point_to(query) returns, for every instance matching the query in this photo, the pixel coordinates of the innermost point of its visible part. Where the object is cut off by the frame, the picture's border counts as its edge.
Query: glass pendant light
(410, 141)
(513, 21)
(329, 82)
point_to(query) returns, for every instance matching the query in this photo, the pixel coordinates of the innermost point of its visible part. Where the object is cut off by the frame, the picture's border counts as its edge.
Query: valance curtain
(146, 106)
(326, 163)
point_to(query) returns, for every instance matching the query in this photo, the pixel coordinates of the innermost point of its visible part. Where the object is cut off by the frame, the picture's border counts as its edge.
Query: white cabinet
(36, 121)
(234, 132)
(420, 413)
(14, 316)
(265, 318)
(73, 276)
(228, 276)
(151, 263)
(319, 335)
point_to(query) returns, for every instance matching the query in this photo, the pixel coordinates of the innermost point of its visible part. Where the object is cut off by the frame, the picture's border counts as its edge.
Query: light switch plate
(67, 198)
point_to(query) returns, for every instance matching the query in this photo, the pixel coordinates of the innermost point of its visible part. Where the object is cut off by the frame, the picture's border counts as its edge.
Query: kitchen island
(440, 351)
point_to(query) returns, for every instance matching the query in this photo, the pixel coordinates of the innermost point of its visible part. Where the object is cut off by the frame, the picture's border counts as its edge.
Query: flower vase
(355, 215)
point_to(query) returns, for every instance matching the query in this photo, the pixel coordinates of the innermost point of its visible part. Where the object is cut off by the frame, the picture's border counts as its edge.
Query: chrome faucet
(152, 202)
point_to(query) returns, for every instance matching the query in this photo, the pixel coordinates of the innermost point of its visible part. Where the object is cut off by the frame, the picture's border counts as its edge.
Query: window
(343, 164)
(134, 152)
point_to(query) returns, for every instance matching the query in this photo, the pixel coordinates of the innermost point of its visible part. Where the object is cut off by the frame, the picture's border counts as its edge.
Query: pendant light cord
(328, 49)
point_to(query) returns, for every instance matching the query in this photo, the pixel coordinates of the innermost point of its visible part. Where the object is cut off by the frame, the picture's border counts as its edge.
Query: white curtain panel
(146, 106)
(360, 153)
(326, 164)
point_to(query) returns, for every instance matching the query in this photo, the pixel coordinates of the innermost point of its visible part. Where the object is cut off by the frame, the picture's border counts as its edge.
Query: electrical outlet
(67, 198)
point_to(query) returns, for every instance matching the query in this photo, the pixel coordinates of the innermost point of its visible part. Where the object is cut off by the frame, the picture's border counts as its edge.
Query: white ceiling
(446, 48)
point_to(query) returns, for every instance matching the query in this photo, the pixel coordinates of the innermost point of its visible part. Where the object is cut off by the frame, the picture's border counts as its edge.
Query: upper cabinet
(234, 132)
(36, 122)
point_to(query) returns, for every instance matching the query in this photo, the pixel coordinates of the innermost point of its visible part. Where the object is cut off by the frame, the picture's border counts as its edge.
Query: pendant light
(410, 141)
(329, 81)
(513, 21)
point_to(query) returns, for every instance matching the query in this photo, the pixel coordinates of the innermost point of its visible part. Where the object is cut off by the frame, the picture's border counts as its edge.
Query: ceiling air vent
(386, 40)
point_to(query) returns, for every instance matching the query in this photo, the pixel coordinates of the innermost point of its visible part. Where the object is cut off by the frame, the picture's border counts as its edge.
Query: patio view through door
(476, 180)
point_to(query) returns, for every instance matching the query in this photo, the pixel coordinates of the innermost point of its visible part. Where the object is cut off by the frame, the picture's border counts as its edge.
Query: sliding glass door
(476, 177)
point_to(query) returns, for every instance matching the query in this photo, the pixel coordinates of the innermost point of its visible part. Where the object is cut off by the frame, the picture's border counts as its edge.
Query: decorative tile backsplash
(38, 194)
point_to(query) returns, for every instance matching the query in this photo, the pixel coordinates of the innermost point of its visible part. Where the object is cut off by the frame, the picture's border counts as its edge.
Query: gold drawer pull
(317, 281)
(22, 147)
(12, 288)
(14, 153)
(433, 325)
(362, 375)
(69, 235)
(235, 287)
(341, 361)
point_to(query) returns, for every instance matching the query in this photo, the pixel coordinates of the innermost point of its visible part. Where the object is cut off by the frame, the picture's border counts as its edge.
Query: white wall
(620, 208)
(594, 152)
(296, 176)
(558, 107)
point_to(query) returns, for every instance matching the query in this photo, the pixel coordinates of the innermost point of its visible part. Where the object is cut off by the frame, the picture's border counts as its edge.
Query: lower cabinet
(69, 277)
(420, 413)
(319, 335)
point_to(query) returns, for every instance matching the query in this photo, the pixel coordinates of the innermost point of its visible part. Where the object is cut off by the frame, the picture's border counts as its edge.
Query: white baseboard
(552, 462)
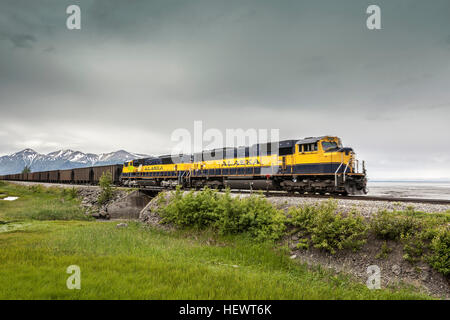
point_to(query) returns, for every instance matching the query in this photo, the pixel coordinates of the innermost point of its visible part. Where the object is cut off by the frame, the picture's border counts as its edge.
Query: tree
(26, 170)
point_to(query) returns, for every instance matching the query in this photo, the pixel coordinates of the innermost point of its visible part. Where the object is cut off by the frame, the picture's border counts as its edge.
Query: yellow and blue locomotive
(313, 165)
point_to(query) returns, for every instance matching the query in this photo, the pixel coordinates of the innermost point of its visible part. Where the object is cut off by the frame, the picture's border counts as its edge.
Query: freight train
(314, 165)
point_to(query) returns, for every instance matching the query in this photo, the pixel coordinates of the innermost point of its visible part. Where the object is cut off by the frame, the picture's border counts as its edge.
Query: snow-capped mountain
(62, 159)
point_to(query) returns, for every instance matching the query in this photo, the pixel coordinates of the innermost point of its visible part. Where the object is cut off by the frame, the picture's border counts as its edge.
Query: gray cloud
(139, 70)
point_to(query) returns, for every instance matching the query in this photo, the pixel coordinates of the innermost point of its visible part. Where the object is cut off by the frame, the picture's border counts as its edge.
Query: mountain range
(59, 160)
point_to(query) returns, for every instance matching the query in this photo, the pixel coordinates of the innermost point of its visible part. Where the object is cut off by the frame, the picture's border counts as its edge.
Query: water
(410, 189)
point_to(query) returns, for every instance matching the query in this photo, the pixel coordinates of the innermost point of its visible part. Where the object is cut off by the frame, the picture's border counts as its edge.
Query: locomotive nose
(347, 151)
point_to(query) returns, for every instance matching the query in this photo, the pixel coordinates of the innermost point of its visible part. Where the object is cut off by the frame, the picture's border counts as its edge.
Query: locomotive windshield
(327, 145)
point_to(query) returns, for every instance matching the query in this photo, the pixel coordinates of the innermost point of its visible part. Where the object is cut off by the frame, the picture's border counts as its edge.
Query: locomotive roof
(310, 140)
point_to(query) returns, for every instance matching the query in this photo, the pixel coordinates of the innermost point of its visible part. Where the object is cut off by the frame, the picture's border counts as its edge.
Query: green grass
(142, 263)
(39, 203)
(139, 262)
====================
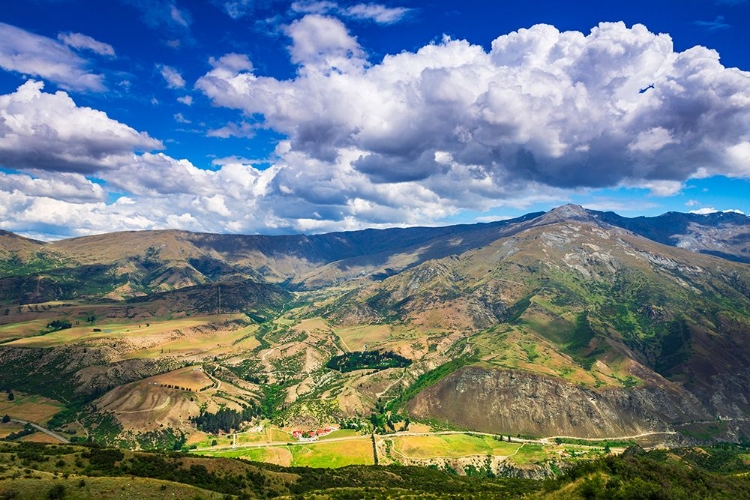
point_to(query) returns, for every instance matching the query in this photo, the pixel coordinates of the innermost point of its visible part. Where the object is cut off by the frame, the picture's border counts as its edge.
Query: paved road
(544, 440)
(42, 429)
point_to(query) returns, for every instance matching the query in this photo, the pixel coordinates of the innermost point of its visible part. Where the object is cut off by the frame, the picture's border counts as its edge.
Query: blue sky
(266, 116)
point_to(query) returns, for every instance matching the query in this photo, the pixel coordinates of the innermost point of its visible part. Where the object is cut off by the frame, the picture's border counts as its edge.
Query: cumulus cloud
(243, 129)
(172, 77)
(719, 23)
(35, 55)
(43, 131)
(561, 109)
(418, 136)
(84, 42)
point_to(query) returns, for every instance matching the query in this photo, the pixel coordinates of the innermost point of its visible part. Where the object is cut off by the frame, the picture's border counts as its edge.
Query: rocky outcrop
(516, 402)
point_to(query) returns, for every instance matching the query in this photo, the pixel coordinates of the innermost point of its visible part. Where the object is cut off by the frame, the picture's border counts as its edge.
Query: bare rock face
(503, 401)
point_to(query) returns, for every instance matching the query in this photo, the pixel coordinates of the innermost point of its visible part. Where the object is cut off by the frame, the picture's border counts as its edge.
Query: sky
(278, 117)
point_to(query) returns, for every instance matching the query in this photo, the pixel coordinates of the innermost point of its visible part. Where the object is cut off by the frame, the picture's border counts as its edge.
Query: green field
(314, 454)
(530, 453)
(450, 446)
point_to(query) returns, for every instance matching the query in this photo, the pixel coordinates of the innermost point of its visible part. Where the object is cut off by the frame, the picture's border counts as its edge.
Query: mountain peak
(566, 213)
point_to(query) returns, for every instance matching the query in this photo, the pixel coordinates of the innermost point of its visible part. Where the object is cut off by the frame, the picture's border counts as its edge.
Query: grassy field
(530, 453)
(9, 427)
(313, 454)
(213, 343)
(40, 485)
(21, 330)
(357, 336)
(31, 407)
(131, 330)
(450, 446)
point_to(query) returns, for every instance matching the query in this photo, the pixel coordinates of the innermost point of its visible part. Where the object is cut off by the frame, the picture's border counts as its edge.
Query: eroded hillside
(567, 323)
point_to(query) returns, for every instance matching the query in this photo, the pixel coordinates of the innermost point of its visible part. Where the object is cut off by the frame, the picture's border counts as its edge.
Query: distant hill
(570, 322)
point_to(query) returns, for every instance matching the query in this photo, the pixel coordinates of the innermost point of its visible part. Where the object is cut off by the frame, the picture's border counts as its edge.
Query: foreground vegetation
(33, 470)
====================
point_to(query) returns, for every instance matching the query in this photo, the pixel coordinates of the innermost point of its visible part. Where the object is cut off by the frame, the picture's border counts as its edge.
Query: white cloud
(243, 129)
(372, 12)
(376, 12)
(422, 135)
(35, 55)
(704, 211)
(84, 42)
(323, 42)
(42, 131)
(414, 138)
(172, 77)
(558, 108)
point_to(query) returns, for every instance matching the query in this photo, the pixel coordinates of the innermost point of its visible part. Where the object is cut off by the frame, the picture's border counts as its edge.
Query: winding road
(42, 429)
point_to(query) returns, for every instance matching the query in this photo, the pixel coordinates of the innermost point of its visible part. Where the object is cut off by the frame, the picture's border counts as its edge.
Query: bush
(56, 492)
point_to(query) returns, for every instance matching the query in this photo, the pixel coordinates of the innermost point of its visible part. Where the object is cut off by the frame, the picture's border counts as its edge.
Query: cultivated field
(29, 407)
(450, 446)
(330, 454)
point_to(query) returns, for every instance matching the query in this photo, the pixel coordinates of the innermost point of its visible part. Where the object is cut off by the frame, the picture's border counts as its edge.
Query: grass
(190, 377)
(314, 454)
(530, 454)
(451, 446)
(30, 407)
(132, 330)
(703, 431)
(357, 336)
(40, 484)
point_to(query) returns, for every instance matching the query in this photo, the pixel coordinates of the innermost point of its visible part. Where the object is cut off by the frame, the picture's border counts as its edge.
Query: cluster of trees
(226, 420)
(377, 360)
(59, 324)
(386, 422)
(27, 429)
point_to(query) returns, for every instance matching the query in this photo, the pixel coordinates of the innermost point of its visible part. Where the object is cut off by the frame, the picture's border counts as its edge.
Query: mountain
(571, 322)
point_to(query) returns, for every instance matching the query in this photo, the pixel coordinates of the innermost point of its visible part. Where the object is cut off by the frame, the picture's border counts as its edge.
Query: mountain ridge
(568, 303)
====================
Find every line in the items above that contains the word "light" and copy each of those lines.

The output.
Query: glass pendant light
Query: light switch plate
Query: pendant light cord
Query: pendant light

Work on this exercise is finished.